** Exercise passage follows **

Since you have zero safety schools, I would say that is too few. Can you afford 300,000 USD or do you need financial aid? That is a very large consideration. Not sure why you are taking more subject tests. It makes me think that you really don’t know what colleges are looking for.

Based on your interest in math, note that The Princeton Review suggests colleges for this field across a fair range of selectivity in its sampling “Great Schools for Mathematics Majors” (Harvey Mudd, MIT, UChicago, Caltech, Haverford, Harvard, Hamilton, Bowdoin, Reed, Rice, Carleton, Grinnell, Macalester, URochester, St. Olaf . . .). You might notice the promising similarity to your current group of choices.

Definitely too many reach schools. In fact, every one is a reach or a high reach. Not a single one is even a target school, much less a safety.

** End of Exercise passage **
** Data section follows **

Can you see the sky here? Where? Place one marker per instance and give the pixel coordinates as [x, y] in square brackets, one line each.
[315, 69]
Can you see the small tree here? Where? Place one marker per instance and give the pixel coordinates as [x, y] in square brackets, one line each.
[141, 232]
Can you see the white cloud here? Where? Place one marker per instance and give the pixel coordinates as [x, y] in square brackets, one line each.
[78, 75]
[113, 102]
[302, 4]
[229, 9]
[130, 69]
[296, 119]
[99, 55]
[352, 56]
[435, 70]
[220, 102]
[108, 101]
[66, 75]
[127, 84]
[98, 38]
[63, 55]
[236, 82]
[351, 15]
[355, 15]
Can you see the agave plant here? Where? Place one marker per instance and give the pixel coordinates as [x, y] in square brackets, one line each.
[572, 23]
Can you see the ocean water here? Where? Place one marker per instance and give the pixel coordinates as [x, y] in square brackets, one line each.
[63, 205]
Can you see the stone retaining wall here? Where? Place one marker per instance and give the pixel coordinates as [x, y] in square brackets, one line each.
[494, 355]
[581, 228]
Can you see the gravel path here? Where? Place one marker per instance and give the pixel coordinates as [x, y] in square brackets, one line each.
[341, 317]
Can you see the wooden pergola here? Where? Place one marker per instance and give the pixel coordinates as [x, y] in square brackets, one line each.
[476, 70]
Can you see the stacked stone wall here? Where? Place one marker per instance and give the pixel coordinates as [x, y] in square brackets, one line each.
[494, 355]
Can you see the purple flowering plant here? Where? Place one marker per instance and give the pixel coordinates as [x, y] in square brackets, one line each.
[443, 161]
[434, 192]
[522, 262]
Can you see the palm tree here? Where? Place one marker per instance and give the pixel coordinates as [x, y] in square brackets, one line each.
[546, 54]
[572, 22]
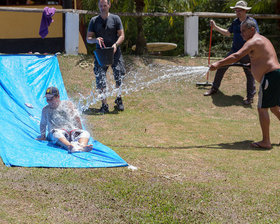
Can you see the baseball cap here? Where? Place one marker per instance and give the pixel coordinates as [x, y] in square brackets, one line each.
[241, 5]
[51, 92]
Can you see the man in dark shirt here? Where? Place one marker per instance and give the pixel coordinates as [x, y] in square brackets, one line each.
[106, 29]
[240, 9]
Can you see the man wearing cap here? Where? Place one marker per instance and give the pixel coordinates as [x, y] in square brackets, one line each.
[63, 123]
[266, 70]
[240, 9]
[106, 30]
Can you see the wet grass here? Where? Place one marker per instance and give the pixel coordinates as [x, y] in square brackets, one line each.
[192, 153]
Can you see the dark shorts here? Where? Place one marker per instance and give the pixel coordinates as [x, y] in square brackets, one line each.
[269, 93]
[118, 71]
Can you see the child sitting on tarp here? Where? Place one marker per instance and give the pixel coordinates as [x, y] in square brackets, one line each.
[64, 123]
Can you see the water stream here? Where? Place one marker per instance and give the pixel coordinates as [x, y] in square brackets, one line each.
[140, 78]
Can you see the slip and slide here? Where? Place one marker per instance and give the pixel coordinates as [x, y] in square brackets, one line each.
[23, 82]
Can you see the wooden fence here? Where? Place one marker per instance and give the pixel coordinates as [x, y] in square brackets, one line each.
[190, 24]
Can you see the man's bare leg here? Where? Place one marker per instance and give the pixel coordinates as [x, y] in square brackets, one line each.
[264, 123]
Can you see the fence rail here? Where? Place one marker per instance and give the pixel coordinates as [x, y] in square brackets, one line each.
[145, 14]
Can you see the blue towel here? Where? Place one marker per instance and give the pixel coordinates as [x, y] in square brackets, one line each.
[46, 21]
[23, 82]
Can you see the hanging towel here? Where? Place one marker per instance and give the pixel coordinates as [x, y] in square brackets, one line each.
[46, 20]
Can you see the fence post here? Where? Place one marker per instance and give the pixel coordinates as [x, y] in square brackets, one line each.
[71, 33]
[191, 35]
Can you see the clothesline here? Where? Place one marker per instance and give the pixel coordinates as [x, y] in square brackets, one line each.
[199, 14]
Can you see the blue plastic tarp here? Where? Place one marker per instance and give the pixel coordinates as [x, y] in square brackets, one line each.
[23, 82]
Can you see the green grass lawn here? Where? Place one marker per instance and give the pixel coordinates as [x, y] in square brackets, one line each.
[192, 152]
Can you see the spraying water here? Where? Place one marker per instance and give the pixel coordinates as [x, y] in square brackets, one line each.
[137, 79]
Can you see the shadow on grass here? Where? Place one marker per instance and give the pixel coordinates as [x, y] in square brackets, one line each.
[95, 111]
[243, 145]
[221, 100]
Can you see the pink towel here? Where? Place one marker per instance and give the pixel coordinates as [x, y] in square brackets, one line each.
[46, 21]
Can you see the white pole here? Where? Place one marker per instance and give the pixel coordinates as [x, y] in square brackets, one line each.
[191, 35]
[71, 33]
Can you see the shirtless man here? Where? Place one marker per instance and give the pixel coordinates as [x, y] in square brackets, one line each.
[265, 69]
[63, 123]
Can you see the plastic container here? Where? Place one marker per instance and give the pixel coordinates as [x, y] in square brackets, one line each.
[104, 56]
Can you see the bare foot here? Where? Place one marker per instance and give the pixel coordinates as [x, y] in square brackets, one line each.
[261, 145]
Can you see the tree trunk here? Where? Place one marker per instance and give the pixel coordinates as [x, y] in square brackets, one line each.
[141, 47]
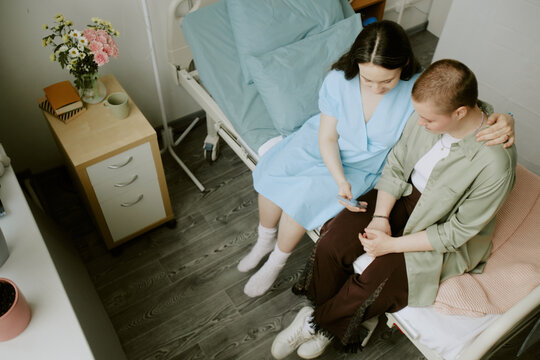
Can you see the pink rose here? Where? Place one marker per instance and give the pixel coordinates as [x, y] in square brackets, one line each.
[101, 58]
[107, 49]
[95, 46]
[114, 50]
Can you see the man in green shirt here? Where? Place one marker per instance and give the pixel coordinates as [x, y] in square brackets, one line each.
[431, 216]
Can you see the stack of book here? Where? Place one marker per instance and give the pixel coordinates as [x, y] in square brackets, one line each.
[63, 101]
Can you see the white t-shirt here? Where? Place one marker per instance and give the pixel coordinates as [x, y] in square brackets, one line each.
[423, 168]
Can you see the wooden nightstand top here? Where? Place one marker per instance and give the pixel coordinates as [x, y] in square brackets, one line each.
[97, 133]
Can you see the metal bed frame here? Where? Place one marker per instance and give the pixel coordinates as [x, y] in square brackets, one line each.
[503, 330]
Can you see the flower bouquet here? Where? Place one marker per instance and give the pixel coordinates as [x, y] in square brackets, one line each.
[83, 52]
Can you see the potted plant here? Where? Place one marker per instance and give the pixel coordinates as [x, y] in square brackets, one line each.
[14, 310]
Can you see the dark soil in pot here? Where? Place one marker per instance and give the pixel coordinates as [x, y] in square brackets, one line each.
[7, 297]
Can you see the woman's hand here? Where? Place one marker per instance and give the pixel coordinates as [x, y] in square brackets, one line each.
[501, 131]
[376, 243]
[344, 190]
[380, 224]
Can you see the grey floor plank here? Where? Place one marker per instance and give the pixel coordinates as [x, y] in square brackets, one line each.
[252, 328]
[184, 330]
[185, 293]
[210, 250]
[133, 287]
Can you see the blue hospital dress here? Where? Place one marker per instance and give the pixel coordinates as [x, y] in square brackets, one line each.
[292, 174]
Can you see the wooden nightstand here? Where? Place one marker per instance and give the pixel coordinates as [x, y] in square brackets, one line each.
[117, 166]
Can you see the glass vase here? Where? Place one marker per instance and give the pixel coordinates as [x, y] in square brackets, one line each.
[91, 88]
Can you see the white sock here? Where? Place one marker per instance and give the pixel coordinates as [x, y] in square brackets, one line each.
[265, 243]
[308, 326]
[261, 281]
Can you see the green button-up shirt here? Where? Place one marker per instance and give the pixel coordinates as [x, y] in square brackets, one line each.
[457, 208]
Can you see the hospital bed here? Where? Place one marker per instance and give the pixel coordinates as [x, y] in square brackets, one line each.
[238, 111]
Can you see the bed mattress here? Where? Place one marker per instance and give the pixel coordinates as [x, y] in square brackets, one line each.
[210, 38]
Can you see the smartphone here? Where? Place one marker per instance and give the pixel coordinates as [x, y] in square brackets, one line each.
[352, 202]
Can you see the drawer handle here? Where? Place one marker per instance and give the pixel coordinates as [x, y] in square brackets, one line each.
[118, 166]
[128, 182]
[133, 202]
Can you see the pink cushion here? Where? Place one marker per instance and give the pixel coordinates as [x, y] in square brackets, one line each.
[513, 269]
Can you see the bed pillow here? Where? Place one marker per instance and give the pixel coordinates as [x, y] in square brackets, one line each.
[263, 25]
[289, 78]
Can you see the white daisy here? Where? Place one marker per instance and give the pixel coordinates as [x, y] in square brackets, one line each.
[75, 34]
[74, 52]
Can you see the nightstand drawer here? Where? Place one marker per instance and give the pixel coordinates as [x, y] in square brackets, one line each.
[133, 210]
[119, 167]
[124, 182]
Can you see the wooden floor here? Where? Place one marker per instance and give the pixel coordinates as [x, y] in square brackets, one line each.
[176, 293]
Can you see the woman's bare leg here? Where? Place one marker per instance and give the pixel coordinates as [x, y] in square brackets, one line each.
[269, 214]
[290, 234]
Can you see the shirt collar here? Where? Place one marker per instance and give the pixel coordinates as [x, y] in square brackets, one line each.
[469, 146]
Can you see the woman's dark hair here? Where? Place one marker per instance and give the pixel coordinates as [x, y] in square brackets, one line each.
[382, 43]
[449, 84]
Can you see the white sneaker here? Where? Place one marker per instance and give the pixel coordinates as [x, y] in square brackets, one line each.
[293, 336]
[315, 347]
[370, 324]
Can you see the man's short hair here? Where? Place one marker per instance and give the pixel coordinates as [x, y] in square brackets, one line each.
[449, 84]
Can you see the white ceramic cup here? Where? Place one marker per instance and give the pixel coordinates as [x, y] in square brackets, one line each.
[118, 104]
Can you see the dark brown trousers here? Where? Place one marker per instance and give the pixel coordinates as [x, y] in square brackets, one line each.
[342, 298]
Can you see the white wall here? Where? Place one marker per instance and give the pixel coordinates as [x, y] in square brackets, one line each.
[498, 40]
[415, 12]
[437, 16]
[26, 69]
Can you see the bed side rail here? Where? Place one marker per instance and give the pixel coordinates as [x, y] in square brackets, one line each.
[219, 121]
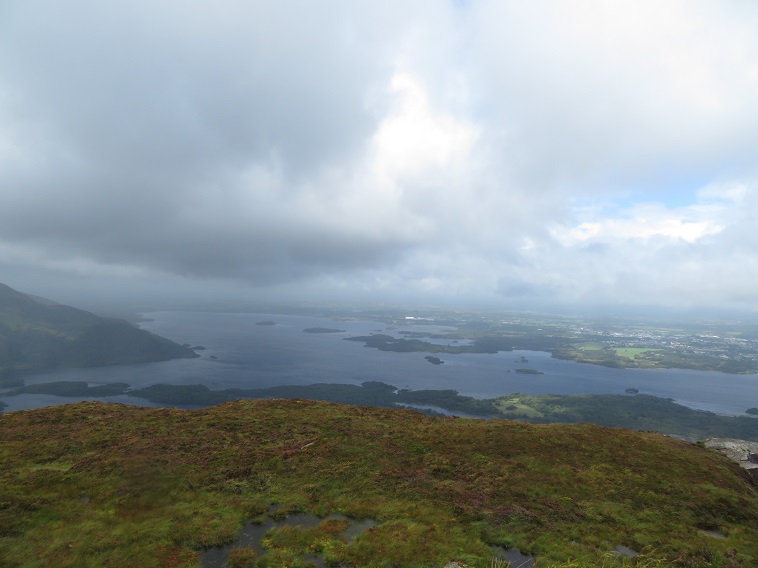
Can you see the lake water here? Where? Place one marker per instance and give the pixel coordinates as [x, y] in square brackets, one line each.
[241, 354]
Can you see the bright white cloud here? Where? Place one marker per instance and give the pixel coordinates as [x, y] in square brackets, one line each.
[436, 148]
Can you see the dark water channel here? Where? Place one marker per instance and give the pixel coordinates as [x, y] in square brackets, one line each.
[252, 536]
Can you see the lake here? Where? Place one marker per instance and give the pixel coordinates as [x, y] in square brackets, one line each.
[241, 354]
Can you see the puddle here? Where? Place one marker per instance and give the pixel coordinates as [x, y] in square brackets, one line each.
[252, 535]
[516, 559]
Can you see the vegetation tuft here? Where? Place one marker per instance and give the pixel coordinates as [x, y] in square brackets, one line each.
[93, 484]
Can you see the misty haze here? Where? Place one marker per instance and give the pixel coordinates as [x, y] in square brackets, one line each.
[455, 283]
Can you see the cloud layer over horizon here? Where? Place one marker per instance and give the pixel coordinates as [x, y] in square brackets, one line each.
[507, 151]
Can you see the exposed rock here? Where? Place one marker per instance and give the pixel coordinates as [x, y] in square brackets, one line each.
[743, 452]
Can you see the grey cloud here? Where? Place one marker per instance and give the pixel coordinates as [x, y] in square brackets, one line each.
[238, 143]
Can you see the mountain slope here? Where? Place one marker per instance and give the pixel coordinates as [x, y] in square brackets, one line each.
[94, 484]
[37, 335]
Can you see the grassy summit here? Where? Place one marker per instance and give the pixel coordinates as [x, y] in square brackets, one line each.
[94, 484]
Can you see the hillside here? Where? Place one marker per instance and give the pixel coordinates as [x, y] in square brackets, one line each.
[93, 484]
[36, 335]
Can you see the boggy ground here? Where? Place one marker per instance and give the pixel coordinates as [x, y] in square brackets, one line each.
[95, 484]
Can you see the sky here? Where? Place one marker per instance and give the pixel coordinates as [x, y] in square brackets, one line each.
[521, 153]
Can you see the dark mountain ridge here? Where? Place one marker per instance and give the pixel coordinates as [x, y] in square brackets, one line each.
[37, 334]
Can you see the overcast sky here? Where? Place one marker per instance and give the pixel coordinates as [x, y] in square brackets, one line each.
[514, 151]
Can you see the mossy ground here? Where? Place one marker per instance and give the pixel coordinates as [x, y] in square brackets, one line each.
[94, 484]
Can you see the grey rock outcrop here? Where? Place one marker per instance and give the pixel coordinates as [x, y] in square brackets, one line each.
[743, 452]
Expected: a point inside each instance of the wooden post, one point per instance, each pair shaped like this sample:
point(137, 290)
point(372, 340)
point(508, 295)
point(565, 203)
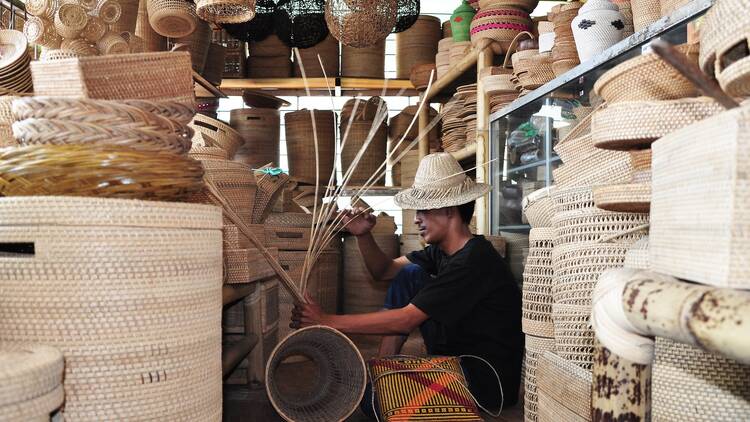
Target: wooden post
point(621, 388)
point(483, 130)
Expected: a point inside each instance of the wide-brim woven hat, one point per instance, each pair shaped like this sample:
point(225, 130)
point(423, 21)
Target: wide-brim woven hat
point(440, 182)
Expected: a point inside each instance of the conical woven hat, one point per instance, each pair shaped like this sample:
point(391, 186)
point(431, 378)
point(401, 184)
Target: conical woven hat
point(440, 182)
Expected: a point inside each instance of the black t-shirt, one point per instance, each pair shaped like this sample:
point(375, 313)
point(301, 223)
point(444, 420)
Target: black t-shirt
point(474, 306)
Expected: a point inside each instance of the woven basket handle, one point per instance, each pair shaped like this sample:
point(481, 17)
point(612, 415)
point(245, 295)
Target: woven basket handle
point(514, 45)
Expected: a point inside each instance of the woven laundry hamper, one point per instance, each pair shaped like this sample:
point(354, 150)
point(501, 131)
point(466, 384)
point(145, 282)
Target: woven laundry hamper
point(301, 148)
point(357, 134)
point(564, 390)
point(537, 284)
point(31, 376)
point(323, 283)
point(329, 51)
point(697, 201)
point(361, 293)
point(152, 349)
point(367, 62)
point(339, 384)
point(691, 384)
point(535, 348)
point(146, 76)
point(417, 45)
point(259, 128)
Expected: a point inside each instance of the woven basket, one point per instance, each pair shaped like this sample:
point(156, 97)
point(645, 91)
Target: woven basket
point(691, 384)
point(362, 293)
point(343, 376)
point(153, 41)
point(301, 146)
point(225, 11)
point(417, 45)
point(147, 76)
point(164, 259)
point(633, 125)
point(172, 18)
point(535, 348)
point(328, 49)
point(361, 23)
point(368, 62)
point(215, 133)
point(371, 159)
point(537, 284)
point(646, 77)
point(259, 128)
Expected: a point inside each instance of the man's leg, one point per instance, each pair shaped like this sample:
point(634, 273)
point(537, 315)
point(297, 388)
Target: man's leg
point(402, 290)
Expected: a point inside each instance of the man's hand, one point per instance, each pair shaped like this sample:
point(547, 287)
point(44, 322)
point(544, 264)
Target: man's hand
point(307, 314)
point(358, 221)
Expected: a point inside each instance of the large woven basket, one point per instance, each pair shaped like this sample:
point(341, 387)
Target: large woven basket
point(301, 146)
point(417, 45)
point(150, 351)
point(372, 157)
point(147, 76)
point(259, 128)
point(691, 384)
point(342, 376)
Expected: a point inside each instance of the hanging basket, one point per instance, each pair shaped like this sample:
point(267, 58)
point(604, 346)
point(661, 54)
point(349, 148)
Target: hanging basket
point(360, 23)
point(341, 369)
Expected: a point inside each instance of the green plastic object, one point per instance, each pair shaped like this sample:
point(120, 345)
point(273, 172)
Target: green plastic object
point(461, 22)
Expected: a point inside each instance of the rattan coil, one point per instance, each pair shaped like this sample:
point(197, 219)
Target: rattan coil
point(172, 18)
point(691, 384)
point(163, 259)
point(537, 284)
point(535, 348)
point(636, 124)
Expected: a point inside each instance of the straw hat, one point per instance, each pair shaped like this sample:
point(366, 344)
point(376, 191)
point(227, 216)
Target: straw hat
point(440, 182)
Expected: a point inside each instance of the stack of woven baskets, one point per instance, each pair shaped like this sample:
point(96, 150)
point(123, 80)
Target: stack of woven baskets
point(269, 58)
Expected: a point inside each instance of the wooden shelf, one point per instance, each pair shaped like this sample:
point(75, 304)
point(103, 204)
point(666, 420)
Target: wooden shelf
point(342, 86)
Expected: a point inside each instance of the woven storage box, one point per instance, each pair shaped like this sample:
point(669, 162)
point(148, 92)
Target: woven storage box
point(368, 62)
point(362, 293)
point(328, 49)
point(636, 124)
point(691, 384)
point(697, 201)
point(564, 390)
point(535, 348)
point(537, 284)
point(163, 259)
point(146, 76)
point(259, 128)
point(357, 135)
point(323, 283)
point(301, 146)
point(417, 45)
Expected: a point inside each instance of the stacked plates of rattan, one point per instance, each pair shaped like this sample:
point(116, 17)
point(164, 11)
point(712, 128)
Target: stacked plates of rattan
point(123, 149)
point(15, 74)
point(270, 58)
point(564, 52)
point(636, 114)
point(31, 377)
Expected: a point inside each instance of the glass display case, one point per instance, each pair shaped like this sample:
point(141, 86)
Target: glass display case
point(523, 135)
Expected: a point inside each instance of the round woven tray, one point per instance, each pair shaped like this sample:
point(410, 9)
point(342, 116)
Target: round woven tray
point(629, 197)
point(636, 124)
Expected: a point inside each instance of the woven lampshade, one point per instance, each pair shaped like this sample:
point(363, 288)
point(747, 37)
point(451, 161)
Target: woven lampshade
point(407, 12)
point(301, 23)
point(360, 23)
point(259, 27)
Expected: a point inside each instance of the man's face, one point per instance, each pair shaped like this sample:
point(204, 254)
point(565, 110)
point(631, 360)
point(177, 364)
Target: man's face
point(432, 224)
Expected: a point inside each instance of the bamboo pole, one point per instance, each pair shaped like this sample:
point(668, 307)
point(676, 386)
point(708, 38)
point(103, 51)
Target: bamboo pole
point(621, 389)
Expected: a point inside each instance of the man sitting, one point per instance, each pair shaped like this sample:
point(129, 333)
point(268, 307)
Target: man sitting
point(458, 290)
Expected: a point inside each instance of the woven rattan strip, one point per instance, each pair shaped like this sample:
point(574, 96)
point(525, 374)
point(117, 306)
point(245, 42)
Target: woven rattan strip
point(565, 383)
point(691, 384)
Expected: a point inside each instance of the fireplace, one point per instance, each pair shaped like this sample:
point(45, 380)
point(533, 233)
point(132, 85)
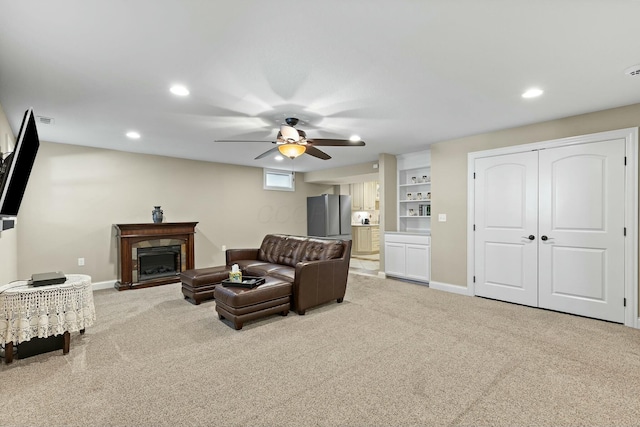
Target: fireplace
point(153, 254)
point(158, 261)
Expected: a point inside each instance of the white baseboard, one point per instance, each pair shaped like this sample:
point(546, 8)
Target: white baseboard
point(447, 287)
point(109, 284)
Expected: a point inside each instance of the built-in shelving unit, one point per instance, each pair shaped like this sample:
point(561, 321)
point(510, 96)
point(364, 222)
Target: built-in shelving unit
point(414, 195)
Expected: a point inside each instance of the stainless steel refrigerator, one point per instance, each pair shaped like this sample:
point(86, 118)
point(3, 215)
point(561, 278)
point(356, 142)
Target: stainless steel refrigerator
point(329, 215)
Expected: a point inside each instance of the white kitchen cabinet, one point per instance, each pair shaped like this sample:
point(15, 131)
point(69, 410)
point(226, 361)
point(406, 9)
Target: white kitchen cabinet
point(366, 239)
point(407, 256)
point(357, 197)
point(364, 196)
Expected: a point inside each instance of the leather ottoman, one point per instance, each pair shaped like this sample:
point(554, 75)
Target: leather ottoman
point(241, 304)
point(198, 284)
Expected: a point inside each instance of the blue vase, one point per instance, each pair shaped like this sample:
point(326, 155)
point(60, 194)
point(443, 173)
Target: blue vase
point(156, 214)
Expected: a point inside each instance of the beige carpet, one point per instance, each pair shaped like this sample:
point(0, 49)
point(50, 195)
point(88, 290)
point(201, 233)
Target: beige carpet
point(393, 354)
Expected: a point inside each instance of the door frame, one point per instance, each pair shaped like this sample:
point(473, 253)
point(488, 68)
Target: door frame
point(630, 136)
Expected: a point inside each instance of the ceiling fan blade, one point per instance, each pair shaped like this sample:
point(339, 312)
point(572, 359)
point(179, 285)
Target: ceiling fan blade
point(316, 153)
point(335, 142)
point(241, 140)
point(267, 153)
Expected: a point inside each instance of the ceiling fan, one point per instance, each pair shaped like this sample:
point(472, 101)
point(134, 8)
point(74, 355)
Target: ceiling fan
point(293, 142)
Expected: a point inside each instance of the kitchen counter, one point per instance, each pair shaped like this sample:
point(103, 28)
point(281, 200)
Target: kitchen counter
point(409, 233)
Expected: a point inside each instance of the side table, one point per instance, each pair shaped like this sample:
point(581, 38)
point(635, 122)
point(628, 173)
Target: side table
point(28, 312)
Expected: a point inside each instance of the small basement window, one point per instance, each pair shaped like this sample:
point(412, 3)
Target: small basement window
point(279, 180)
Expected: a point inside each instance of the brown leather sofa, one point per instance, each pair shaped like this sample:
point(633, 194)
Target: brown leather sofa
point(317, 268)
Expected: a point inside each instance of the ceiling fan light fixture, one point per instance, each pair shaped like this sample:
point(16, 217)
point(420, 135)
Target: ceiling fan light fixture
point(291, 150)
point(289, 134)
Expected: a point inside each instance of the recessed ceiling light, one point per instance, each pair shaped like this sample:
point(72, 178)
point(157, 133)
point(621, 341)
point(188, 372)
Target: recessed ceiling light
point(179, 90)
point(532, 93)
point(633, 71)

** End of Data section **

▶ _Problems to solve_
**a)** From the college admissions advice, extract the stretch from "Based on your" through "less a safety.".
**b)** Translate this sentence from the college admissions advice into Spanish: "Can you afford 300,000 USD or do you need financial aid?"
**c)** Continue the college admissions advice from its last sentence.
The records are separate material and have no connection to the college admissions advice.

▶ _Results of the tasks_
**a)**
Based on your interest in math, note that The Princeton Review suggests colleges for this field across a fair range of selectivity in its sampling “Great Schools for Mathematics Majors” (Harvey Mudd, MIT, UChicago, Caltech, Haverford, Harvard, Hamilton, Bowdoin, Reed, Rice, Carleton, Grinnell, Macalester, URochester, St. Olaf . . .). You might notice the promising similarity to your current group of choices.

Definitely too many reach schools. In fact, every one is a reach or a high reach. Not a single one is even a target school, much less a safety.

**b)** ¿Puedes pagar 300,000 USD o necesitas ayuda financiera?

**c)**
Of your list, 7 have single digit acceptance rates, 5 have acceptance rates in the teens, and 1 has acceptance rate of 20%. Acceptance rates of international students are even lower than that. For example, in 2018, MIT only accepted 2.4% of the international students who applied. By 2020, when you apply, that is likely going to be lower.

If you apply to only these schools as an international student, you are extremely likely to be rejected by all of them. You will almost certainly be rejected by Harvard, Stanford, MIT, Caltech, Princeton, Yale, and UChicago. Your chances at being accepted to the rest are only slightly better.

You need to do more research on colleges, and you need to look at the acceptance rates for international students. If you were an American, you would stand a good chance in some of them, but applying to CS at Harvard, Stanford, MIT, Caltech, Princeton, Yale, or UChicago is like buying a lottery ticket, even for USA students with the very best stats.

Furthermore, can your parents afford the $300,000 cost of attendance at any of these schools? Financial aid for international students is very limited.

I’m hoping I’ll get significant financial aid if I get selected to one of these universities since my parents’ annual income is less than $50k. I haven’t added universities with lower acceptance rates since they usually don’t have decent financial aid for international students. If I don’t get accepted to any of them, I can always apply to national universities.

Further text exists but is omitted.